Stored entries
▬▬▬▬▬▬▬▬▬▬

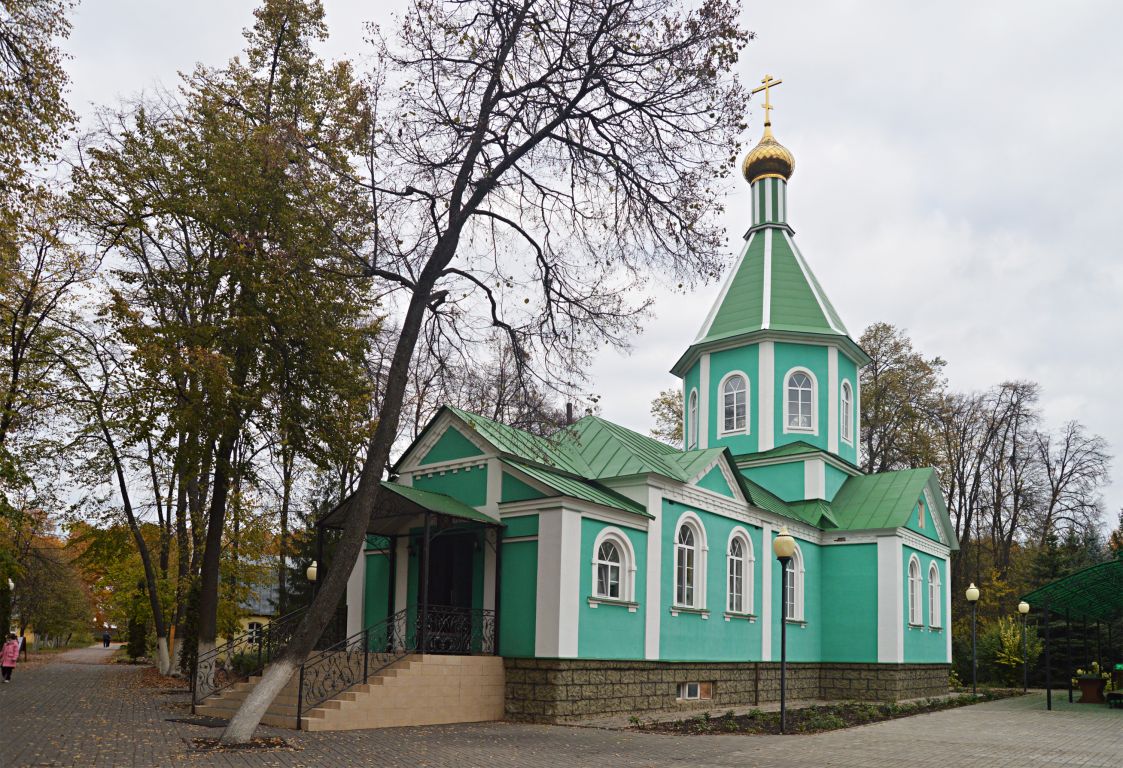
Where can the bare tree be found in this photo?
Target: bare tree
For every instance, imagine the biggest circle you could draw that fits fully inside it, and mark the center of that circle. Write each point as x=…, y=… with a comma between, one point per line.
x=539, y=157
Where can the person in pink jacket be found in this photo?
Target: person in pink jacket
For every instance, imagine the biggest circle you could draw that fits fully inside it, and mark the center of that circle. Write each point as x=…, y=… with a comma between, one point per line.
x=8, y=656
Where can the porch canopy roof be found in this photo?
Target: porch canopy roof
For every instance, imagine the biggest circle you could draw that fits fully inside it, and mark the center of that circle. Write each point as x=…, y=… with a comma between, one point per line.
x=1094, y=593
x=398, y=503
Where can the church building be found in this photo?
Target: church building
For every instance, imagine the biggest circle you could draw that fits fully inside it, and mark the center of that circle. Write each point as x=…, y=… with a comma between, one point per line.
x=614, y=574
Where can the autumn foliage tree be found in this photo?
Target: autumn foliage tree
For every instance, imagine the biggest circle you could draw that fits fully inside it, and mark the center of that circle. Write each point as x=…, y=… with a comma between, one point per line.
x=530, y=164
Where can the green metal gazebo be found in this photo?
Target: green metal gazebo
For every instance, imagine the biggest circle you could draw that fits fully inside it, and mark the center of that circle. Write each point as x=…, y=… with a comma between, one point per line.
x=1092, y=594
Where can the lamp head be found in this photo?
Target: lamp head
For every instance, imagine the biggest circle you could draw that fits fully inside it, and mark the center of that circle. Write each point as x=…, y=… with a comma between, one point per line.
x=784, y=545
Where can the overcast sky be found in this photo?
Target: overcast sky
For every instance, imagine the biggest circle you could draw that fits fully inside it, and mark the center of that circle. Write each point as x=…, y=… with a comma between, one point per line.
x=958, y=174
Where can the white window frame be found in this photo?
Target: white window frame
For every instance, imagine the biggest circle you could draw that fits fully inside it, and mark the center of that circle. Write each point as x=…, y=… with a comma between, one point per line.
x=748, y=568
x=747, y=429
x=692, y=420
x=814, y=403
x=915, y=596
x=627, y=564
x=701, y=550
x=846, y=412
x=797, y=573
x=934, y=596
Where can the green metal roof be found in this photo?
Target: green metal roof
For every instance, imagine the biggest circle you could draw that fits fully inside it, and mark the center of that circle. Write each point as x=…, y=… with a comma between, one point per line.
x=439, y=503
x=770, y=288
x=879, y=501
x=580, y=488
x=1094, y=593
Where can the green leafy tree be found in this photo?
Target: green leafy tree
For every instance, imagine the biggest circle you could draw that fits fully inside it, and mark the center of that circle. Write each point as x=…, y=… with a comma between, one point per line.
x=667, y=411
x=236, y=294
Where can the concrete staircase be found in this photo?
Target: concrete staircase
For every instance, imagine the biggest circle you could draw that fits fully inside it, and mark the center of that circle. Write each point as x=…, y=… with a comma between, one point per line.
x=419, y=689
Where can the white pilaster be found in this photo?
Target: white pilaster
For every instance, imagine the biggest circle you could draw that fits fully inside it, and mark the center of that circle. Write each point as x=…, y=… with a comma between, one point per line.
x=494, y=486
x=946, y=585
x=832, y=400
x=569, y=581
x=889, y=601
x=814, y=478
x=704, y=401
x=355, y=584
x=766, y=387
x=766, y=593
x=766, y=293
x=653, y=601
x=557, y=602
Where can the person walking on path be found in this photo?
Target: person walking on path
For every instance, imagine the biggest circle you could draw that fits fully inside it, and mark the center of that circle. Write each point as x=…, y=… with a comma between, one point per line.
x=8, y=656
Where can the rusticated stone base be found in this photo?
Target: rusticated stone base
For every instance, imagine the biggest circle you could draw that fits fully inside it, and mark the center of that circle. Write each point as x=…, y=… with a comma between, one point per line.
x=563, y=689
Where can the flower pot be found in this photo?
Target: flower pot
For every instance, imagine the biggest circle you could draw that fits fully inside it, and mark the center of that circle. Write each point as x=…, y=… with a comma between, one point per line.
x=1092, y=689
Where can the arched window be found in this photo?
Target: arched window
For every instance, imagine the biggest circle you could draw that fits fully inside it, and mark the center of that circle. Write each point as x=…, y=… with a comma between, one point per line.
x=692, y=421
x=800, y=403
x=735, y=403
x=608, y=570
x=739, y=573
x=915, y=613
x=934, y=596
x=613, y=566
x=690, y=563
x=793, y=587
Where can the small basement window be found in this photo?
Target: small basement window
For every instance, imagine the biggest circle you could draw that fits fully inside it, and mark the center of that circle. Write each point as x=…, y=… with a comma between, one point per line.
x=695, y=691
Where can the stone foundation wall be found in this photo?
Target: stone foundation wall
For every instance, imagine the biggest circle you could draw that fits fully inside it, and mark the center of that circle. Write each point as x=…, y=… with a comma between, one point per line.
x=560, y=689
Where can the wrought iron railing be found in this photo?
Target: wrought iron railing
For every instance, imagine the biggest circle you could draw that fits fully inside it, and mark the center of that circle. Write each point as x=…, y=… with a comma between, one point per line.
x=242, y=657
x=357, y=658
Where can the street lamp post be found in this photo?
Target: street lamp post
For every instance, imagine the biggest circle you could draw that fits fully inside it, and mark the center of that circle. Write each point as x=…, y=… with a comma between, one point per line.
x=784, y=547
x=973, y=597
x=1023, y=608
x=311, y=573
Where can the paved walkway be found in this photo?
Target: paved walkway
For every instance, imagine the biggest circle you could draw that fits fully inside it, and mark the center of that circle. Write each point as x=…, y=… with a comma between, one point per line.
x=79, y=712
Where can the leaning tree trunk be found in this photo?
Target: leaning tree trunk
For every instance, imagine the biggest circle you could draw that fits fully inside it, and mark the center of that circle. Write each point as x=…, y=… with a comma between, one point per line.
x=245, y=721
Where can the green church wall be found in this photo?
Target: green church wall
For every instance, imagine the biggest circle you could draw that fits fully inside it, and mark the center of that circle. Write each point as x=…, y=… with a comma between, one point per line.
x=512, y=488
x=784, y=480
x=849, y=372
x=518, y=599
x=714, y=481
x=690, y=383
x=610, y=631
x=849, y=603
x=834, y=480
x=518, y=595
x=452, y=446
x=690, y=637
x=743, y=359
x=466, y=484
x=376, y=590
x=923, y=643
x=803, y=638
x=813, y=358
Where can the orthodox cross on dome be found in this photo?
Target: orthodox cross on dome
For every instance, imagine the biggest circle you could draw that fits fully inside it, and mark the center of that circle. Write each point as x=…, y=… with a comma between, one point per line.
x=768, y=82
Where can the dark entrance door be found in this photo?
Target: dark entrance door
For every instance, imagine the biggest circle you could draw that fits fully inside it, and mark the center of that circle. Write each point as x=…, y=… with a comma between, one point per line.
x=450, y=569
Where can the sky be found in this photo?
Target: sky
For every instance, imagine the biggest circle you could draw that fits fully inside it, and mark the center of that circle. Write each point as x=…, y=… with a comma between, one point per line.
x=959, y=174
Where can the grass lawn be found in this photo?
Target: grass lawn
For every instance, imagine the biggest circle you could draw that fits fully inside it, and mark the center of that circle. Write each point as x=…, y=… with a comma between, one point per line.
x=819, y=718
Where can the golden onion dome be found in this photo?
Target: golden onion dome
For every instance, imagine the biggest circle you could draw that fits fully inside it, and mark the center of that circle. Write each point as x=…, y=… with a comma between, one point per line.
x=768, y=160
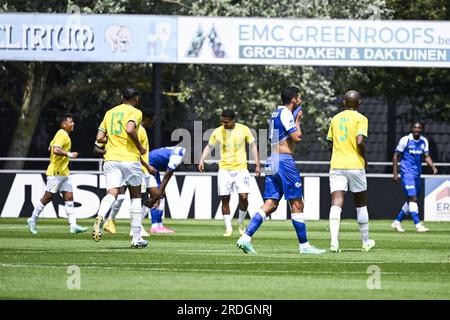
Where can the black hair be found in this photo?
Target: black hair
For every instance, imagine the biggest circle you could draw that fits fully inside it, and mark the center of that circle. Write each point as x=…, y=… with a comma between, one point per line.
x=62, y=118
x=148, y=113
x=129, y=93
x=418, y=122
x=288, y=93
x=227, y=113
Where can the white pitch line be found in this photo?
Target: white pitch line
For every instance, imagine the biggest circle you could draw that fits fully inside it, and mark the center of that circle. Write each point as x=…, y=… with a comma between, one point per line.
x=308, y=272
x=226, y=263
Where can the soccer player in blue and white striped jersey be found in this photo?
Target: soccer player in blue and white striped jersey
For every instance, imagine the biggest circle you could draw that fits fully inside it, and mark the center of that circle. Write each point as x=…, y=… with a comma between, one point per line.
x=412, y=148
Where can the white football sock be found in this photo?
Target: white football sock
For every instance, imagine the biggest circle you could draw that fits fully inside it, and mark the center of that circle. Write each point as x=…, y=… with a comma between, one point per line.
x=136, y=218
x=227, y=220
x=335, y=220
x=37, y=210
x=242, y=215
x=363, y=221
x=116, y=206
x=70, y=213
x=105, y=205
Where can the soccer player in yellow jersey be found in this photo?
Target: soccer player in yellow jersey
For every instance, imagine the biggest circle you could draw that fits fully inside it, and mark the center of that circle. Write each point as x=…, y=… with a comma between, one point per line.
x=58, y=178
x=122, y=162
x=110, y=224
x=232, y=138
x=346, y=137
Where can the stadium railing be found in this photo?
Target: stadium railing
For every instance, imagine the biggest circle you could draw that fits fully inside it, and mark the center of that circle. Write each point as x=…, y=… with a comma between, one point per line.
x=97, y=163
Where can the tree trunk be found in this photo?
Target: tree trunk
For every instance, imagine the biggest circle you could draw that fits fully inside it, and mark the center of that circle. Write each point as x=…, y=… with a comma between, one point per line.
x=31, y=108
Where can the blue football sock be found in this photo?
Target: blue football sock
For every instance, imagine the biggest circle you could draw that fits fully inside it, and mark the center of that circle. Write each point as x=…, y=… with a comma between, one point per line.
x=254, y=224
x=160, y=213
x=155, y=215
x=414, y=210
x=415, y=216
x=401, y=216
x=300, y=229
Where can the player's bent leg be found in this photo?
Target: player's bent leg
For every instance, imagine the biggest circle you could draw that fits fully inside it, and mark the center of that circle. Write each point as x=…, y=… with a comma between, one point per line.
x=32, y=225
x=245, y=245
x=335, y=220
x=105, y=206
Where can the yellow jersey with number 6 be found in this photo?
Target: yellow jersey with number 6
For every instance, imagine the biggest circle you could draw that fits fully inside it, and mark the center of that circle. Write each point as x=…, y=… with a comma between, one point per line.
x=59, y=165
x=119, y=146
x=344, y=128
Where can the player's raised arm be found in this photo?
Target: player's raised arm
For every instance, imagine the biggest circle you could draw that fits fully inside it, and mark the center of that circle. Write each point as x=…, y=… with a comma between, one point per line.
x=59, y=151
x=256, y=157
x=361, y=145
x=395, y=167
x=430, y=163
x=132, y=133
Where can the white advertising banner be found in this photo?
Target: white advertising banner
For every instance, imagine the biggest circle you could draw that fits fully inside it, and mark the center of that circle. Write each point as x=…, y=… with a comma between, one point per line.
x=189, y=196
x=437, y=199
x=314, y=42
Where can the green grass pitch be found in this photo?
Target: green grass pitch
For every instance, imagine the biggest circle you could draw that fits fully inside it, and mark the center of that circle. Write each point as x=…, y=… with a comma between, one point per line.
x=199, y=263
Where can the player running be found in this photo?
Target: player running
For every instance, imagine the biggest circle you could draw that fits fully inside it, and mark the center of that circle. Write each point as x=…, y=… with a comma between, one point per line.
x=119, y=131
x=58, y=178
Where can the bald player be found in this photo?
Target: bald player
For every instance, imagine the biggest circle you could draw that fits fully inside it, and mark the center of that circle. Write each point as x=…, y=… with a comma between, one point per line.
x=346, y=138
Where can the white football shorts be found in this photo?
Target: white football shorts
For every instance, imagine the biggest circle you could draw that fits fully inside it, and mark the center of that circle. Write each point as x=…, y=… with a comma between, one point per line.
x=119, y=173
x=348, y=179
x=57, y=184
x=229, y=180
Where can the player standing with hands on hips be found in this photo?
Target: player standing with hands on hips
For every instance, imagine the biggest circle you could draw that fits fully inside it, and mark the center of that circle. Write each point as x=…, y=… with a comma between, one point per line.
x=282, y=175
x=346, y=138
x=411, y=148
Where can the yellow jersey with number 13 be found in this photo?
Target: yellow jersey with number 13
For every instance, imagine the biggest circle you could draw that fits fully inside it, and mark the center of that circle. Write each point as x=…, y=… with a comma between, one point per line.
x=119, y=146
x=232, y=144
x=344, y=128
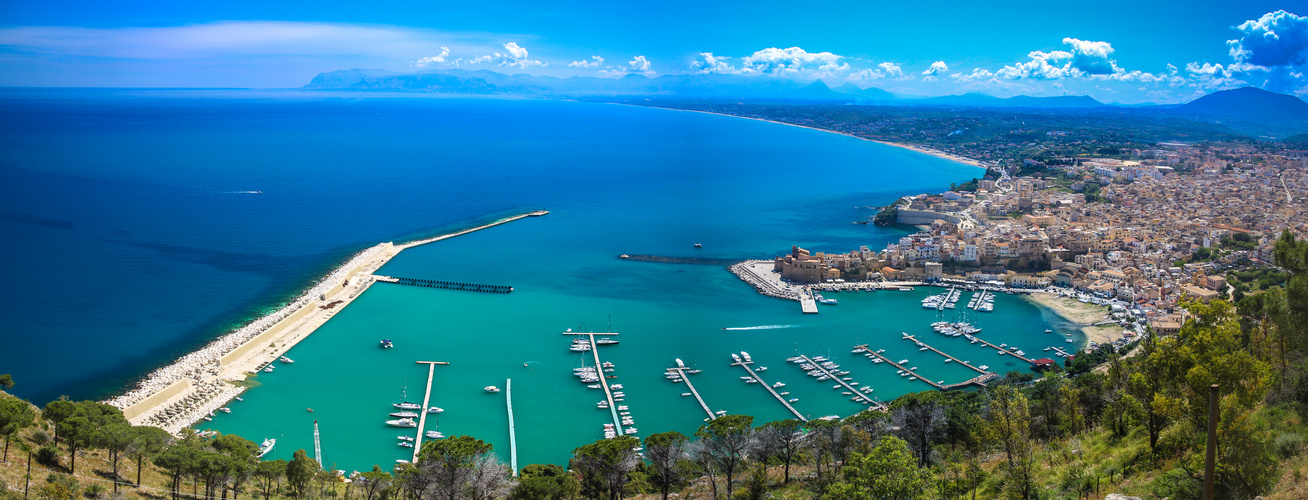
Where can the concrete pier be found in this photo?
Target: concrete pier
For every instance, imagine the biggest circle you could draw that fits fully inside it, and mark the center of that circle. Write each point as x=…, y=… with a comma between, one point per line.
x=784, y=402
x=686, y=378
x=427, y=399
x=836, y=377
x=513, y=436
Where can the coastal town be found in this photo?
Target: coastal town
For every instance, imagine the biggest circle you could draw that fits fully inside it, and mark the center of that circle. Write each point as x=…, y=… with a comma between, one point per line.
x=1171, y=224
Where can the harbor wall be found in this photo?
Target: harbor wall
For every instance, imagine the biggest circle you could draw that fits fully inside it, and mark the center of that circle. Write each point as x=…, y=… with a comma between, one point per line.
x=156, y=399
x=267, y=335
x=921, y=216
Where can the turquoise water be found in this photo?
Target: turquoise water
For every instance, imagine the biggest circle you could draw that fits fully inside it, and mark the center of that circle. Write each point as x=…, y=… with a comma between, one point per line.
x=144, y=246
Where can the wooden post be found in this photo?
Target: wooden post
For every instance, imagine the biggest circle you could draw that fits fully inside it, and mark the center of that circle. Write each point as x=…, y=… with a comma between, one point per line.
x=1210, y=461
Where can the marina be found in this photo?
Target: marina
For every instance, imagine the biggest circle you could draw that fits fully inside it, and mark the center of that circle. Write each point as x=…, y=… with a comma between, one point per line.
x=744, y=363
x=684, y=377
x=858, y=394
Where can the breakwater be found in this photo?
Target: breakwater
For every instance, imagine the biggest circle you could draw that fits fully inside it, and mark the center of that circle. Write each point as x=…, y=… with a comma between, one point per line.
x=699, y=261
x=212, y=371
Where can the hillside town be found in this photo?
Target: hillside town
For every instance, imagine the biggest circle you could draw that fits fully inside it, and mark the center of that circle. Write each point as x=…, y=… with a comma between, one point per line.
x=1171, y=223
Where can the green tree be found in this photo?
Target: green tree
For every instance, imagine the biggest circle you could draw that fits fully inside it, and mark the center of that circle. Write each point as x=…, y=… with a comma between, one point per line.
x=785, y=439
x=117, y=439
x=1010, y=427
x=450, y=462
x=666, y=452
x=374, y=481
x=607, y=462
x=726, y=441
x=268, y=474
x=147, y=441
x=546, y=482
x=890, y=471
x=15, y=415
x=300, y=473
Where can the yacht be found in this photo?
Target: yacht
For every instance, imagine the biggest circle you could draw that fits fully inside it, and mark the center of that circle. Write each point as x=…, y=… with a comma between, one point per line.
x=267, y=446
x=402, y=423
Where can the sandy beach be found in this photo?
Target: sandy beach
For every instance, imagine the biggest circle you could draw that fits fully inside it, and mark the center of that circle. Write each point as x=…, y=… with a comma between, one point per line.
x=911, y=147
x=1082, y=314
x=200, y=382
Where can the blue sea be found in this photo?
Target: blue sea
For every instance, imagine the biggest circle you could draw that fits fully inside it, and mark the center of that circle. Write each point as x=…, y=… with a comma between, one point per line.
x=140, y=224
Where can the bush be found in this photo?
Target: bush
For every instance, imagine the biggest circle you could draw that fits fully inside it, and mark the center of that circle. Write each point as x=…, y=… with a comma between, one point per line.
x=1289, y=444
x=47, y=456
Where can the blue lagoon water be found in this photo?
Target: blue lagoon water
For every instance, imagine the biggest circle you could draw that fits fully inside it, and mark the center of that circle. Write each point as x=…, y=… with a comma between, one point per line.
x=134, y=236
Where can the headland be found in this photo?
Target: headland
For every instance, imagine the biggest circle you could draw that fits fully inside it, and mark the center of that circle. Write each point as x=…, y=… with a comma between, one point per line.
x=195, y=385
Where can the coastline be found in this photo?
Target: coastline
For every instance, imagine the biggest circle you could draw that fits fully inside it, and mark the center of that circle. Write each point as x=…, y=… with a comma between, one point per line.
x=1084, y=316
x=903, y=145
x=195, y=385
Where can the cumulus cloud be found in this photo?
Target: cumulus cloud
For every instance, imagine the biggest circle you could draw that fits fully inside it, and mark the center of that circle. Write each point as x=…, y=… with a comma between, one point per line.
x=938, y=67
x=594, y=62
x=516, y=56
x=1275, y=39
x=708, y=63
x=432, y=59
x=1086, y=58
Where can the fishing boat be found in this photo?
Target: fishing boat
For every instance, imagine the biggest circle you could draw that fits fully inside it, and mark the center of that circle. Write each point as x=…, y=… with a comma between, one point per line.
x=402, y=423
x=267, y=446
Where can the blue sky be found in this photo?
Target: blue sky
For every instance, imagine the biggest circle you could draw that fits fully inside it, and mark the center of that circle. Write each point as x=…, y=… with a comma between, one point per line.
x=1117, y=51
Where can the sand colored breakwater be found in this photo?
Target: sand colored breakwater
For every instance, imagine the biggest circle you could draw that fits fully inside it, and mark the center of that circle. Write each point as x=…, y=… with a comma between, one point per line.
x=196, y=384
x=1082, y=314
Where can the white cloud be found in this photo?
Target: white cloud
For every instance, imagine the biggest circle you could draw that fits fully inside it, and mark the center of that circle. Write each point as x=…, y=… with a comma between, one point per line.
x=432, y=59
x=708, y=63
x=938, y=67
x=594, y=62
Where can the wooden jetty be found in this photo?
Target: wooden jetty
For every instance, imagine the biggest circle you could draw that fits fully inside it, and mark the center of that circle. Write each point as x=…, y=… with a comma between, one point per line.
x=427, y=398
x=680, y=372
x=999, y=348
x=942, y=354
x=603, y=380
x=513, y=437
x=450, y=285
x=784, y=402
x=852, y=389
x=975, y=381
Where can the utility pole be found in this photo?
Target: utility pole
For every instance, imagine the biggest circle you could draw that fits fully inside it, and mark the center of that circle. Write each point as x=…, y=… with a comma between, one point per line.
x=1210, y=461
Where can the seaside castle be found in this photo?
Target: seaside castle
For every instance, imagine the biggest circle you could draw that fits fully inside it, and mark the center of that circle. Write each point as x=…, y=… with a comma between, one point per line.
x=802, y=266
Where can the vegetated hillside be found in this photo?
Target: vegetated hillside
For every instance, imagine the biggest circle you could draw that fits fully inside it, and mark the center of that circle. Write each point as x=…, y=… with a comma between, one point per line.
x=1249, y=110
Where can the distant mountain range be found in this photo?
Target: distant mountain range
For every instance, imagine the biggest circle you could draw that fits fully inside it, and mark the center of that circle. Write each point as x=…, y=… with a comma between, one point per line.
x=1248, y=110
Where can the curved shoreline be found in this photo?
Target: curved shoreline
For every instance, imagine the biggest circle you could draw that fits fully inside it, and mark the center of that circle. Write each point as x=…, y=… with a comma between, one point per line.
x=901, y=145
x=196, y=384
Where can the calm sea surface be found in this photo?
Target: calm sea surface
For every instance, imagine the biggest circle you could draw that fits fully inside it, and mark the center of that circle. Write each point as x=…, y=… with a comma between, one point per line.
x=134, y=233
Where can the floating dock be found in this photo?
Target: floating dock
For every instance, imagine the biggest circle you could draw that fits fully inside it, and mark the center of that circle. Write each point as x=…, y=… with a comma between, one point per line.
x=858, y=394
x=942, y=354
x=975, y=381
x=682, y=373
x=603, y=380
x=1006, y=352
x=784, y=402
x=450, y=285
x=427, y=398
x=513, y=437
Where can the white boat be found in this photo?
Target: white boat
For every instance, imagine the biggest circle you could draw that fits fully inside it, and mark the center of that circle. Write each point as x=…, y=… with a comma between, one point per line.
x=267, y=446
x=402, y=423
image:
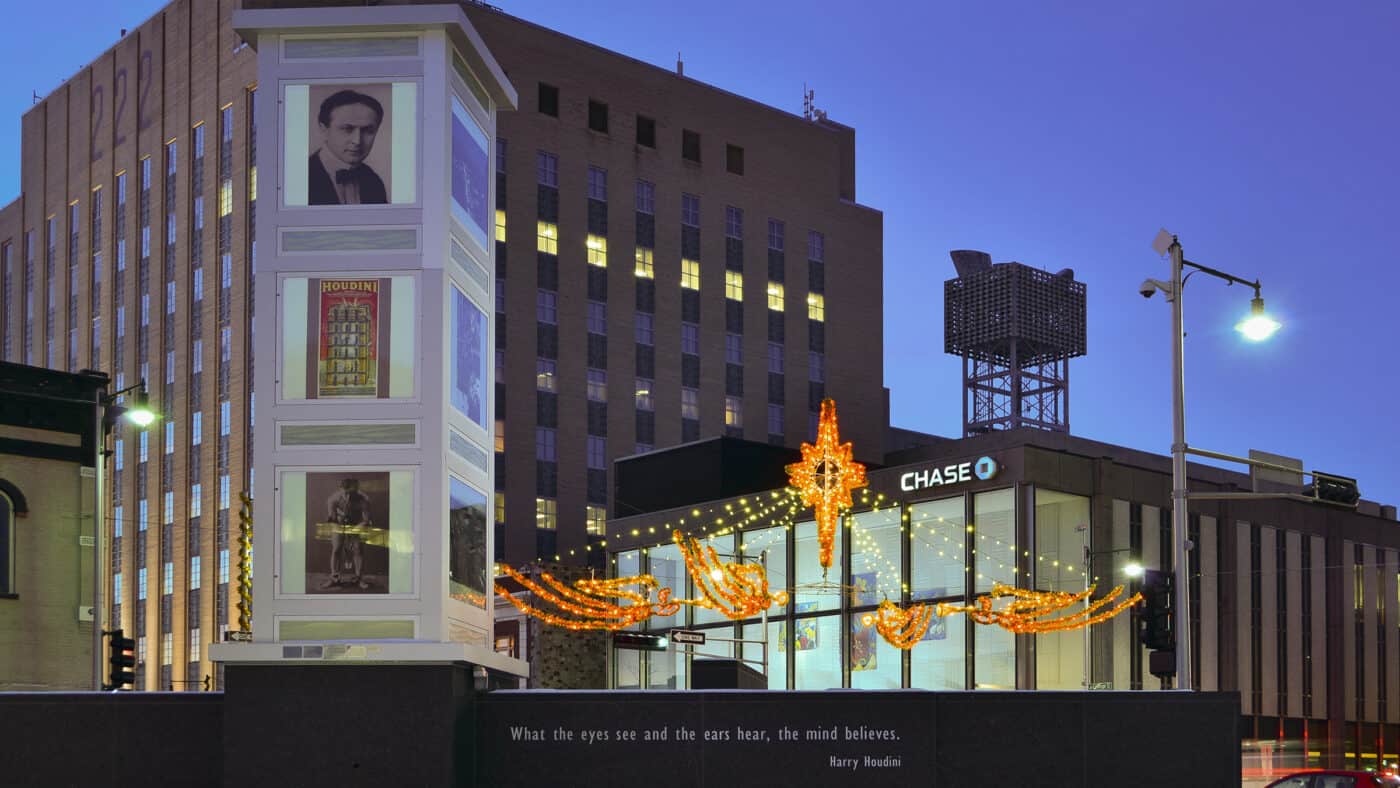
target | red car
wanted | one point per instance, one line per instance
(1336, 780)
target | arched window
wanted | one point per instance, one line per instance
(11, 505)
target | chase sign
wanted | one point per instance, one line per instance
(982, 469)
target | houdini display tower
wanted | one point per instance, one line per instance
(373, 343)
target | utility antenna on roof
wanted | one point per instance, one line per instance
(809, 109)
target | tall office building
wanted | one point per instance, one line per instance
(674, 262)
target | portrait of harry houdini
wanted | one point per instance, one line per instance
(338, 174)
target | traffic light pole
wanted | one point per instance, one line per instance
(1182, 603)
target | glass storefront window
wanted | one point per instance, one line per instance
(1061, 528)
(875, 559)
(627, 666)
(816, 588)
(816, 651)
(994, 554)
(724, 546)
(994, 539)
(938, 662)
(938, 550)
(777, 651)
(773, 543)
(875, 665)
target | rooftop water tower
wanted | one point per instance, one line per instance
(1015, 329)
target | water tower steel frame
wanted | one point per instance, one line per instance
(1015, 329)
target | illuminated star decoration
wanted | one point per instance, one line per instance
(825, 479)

▬▬▬▬▬▬▬▬▬▬

Reproduce the entries from the beginning of the stored entries up to and including the line containing "x=530, y=164", substituting "image" for every occurrence of "photo" and leaving all other text unchanged. Omit the pictures from your answer.

Where can the bare tree be found in this image?
Target: bare tree
For every instance, imagine the biggest circle you could draw that fits fully inside it, and mark the center of that circle. Write each point as x=…, y=… with a comma between, one point per line.
x=539, y=157
Where can the person in pink jacket be found in this image?
Target: person in pink jacket
For every instance, imagine the biggest circle you could draw that fits fully inside it, and mark the center of that circle. Write each point as x=…, y=… with a comma between, one point per line.
x=8, y=656
Where can the porch canopy roof be found in this image?
Target: porch canopy roof
For every instance, imagine the biggest circle you could draw that fits fully inside it, and mark the center of that circle. Write each point as x=…, y=… with a comma between, one point per line.
x=1094, y=593
x=398, y=503
Where can the church building be found in this image?
Target: church building
For every instance, imagine the biggest circle you could draw that fits fully inside it, and mark the center of that circle. Write each point as x=…, y=… with a comma between, one point per line.
x=614, y=574
Where can the autumn foliage tree be found in this image?
Target: autumn foliage tree
For every instance, imagine the biggest circle you could draw that fits fully inside it, and mark the center of that circle. Write each point as x=…, y=… with a comma between, one point per line.
x=530, y=164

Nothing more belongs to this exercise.